■ TEXT SECTION
********
Accelerated Soybean Breeding. Scientific literature review of accelerated soybean breeding through the use of compact growth chambers and genetics.
Scientific literature review of accelerated soybean breeding through the use of compact growth chambers and genetics.
Here, we present a method for accelerating breeding of soybean in a compact growth chamber, which greatly reduces the generation time and facilitates rapid breeding and research projects.
The recently reported speed breeding methods (Watson et al. 2018) have not been applied to short-day soybean plants; however, our method can reduce the generation time of the soybean cultivar Enrei, the best-characterized Japanese cultivar, to just 70 d (Fig. 6).
This breeding approach therefore allows up to 5 generations per year, instead of the 1–2 generations currently possible under field and greenhouse conditions. Moreover, our method allows the highly efficient controlled crossing of soybean lines under laboratory conditions, enabling researchers and breeders to work consistently year-round, whatever the weather or season.
Our breeding method uses supplemental CO2 in combination with appropriate light and temperature cycles to accelerate the growth and development of plants, and the reaping and sowing of immature seeds to greatly shorten the generation time further in the growth chamber.
********
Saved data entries
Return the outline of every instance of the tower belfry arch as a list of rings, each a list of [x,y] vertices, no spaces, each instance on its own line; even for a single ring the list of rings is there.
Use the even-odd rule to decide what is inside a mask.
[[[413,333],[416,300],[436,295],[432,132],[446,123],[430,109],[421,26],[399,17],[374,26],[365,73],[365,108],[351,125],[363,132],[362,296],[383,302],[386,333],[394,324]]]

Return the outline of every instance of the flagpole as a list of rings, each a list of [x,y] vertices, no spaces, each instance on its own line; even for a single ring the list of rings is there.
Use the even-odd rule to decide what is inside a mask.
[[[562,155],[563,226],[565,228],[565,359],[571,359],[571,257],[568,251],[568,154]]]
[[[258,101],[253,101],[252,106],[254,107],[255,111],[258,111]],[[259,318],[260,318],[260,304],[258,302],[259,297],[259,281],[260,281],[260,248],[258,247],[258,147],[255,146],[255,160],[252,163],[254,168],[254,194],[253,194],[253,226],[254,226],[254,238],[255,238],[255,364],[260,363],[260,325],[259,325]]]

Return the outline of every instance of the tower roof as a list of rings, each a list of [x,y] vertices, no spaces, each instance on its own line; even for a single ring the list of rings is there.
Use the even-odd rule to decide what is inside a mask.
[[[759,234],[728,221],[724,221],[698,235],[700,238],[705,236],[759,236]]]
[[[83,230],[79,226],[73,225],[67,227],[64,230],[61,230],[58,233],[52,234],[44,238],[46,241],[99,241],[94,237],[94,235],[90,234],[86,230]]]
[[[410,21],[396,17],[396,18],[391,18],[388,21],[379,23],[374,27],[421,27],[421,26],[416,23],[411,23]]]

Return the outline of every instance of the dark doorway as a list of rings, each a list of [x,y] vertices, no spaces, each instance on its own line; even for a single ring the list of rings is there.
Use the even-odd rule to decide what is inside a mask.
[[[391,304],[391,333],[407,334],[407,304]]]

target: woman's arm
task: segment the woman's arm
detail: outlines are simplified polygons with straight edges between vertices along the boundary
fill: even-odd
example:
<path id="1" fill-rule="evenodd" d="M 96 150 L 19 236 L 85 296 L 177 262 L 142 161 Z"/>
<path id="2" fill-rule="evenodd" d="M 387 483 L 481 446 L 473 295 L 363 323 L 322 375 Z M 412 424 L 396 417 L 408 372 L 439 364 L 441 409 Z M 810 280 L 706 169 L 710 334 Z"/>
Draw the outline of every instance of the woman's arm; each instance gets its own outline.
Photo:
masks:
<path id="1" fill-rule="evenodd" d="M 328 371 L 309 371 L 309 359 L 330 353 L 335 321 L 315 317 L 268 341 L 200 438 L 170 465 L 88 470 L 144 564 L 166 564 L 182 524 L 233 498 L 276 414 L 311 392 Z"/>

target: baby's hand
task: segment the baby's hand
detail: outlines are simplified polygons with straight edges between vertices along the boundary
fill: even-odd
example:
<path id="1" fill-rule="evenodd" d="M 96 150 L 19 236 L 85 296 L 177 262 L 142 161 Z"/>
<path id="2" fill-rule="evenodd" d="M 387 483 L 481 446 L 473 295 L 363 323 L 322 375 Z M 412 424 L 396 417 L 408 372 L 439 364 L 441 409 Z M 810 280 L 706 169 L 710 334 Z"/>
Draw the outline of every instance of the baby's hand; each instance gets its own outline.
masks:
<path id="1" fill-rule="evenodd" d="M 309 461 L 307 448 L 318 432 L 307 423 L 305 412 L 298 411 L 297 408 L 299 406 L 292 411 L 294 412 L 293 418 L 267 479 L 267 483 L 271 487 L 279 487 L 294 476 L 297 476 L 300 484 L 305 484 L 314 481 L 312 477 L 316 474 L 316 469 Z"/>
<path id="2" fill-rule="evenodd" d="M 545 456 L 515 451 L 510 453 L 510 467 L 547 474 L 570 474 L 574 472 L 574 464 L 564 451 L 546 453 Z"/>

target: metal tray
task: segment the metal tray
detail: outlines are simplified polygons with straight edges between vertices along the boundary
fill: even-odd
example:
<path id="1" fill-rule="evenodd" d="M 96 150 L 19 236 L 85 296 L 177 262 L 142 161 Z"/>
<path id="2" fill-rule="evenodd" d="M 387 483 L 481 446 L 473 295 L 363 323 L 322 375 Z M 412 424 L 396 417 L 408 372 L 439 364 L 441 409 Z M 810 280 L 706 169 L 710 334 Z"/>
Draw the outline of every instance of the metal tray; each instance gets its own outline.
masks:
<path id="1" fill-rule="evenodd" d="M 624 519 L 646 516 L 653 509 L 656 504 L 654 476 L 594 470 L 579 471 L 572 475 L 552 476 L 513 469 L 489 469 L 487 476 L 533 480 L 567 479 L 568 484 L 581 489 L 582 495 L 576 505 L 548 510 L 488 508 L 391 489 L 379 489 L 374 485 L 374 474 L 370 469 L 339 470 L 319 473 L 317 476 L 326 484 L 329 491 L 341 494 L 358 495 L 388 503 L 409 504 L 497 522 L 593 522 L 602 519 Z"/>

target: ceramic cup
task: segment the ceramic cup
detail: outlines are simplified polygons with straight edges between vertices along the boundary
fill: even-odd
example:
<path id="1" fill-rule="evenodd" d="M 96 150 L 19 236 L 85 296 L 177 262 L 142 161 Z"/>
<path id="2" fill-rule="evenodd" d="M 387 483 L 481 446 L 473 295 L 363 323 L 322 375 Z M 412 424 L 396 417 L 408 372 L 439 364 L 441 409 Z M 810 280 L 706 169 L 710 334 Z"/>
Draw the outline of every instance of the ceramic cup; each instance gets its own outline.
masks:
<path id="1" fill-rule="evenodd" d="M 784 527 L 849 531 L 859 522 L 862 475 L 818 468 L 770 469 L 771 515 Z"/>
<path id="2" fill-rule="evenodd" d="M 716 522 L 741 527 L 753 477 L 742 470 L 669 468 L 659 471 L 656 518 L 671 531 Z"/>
********
■ TASK
Write out the part of the soybean breeding text from "Here, we present" up to and including "d (Fig. 6).". These entries were taken from a different source than the text.

■ EXERCISE RESULT
Here, we present a method for accelerating breeding of soybean in a compact growth chamber, which greatly reduces the generation time and facilitates rapid breeding and research projects.
The recently reported speed breeding methods (Watson et al. 2018) have not been applied to short-day soybean plants; however, our method can reduce the generation time of the soybean cultivar Enrei, the best-characterized Japanese cultivar, to just 70 d (Fig. 6).